**WORK REQUEST:** Please show all lines of the records that include "ring".

**SOURCE INFORMATION:**
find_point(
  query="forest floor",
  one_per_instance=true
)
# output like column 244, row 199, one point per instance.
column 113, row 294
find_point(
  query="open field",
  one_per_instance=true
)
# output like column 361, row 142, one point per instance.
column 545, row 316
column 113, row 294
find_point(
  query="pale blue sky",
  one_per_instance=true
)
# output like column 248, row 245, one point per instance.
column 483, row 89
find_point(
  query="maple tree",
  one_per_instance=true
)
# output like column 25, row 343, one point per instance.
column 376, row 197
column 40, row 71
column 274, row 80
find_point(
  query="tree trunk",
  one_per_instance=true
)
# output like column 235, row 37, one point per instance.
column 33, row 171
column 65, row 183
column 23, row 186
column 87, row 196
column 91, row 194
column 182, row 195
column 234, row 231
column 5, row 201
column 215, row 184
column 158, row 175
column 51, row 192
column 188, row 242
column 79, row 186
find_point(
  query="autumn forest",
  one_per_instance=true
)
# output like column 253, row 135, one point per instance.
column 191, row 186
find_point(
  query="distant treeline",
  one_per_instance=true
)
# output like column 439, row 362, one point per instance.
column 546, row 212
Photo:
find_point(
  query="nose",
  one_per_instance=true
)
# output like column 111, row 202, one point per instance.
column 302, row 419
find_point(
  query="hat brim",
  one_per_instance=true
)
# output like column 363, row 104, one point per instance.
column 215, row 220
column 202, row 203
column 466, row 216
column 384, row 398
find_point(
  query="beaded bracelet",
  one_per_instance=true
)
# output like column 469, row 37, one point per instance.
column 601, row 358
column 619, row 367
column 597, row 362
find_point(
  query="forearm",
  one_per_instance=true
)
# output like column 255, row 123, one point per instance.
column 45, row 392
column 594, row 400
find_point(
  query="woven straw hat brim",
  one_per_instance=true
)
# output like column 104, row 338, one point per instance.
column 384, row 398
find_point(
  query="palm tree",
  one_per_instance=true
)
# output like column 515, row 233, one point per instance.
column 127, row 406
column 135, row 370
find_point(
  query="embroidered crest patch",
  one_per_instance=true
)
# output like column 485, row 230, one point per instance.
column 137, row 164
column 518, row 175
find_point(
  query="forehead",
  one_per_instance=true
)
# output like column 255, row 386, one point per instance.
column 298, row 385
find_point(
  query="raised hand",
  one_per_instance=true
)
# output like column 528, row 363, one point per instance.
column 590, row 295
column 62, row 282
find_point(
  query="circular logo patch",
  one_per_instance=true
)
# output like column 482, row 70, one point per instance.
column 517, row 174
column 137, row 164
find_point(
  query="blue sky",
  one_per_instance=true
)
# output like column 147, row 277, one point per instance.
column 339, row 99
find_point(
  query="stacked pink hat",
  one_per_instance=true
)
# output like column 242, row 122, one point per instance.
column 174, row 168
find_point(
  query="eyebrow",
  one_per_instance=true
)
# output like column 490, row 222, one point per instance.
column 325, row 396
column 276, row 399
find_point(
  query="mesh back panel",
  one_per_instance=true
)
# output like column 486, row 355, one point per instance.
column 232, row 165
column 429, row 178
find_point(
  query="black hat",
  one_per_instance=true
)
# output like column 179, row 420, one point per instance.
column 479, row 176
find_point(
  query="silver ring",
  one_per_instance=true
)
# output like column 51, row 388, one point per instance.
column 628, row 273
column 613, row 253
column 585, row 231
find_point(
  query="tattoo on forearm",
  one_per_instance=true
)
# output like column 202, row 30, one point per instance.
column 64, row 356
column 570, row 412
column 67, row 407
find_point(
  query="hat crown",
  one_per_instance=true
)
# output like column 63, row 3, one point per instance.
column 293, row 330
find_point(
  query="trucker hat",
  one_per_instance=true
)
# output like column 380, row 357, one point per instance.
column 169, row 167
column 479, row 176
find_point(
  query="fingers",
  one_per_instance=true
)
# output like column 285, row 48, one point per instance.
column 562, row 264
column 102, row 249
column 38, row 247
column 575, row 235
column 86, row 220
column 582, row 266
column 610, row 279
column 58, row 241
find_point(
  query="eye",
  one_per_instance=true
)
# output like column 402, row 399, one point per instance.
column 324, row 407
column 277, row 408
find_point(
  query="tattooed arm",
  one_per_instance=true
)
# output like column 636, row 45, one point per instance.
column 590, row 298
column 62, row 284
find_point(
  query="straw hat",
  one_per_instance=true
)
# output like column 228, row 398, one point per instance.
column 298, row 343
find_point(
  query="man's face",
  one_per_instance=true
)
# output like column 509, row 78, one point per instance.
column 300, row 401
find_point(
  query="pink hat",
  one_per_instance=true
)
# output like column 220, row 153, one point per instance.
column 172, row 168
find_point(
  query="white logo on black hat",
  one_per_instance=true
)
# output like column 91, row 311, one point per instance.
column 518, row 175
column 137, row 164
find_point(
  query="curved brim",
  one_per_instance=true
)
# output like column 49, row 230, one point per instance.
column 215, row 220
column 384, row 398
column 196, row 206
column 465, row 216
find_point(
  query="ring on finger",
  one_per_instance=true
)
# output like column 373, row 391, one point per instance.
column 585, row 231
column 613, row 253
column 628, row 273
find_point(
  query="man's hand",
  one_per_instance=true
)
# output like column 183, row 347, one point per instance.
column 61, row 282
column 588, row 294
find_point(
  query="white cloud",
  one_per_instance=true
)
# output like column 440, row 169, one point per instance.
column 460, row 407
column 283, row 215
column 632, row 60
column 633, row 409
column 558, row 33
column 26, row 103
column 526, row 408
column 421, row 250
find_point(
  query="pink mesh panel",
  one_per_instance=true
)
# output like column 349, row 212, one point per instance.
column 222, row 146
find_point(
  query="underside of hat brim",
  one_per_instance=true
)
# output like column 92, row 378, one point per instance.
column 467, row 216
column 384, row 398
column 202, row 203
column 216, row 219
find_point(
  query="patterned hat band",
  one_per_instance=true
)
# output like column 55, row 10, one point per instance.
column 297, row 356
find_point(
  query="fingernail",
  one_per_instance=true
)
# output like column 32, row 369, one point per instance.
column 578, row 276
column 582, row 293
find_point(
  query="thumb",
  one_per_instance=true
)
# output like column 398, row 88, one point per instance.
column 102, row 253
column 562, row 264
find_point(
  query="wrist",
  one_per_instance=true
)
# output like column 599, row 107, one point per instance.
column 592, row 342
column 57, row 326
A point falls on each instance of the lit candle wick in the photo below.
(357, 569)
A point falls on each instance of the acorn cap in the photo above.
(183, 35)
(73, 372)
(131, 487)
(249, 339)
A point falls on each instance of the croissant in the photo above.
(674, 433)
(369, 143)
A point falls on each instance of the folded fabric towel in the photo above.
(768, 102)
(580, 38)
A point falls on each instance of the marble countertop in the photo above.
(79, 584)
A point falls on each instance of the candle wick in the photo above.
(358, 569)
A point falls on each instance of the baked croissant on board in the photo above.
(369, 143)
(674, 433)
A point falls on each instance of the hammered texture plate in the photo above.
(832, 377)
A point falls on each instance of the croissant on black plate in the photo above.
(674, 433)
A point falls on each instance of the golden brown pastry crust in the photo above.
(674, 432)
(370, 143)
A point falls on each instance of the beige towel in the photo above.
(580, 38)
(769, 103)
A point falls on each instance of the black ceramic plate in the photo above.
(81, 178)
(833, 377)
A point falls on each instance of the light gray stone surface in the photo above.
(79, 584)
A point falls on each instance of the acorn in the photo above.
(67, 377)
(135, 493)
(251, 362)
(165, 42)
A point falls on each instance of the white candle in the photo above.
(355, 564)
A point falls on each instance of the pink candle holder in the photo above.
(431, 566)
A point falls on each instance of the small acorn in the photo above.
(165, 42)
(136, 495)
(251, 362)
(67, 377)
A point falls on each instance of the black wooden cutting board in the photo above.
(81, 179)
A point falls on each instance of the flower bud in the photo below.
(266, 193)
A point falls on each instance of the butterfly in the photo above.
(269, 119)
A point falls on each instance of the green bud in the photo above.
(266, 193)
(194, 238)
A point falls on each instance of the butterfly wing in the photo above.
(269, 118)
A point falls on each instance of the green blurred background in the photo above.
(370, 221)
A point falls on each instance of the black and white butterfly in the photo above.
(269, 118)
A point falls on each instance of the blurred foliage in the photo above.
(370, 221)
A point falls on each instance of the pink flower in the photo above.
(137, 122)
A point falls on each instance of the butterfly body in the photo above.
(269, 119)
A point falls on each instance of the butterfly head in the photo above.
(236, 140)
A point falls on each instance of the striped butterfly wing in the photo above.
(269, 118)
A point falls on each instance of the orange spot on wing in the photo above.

**TASK RESULT:**
  query="silver ring",
  query="ring on finger",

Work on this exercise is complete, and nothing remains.